• Exercise prompt
Please leave out pictures and print exactly the lines from the one that has "Can you find the fence?" through the last line of the material below.

*** Block opens ***

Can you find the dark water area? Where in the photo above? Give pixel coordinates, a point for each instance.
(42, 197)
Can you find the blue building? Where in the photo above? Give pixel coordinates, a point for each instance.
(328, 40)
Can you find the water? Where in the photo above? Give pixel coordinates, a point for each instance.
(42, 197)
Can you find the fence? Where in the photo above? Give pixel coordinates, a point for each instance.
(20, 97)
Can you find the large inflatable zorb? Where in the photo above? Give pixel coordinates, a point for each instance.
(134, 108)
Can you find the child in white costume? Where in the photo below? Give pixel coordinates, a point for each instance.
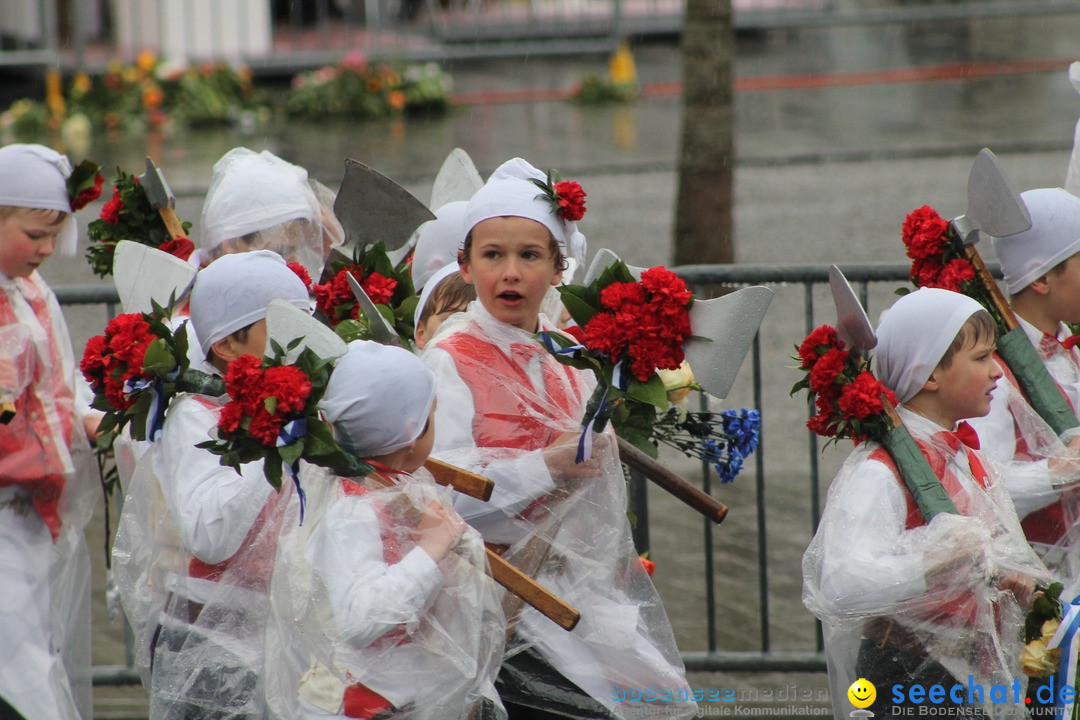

*** Block closes ***

• Result of this task
Can you find the fence? Where in the photo above? Give pixel coordinates, a point for each instance.
(20, 97)
Can you find the large inflatable zorb? Where in the photo above? Give pixel coordinates, a point for each instance.
(134, 108)
Can you find the child in white costume? Where in the photo below? Give pixel coordinates, a point for each instance.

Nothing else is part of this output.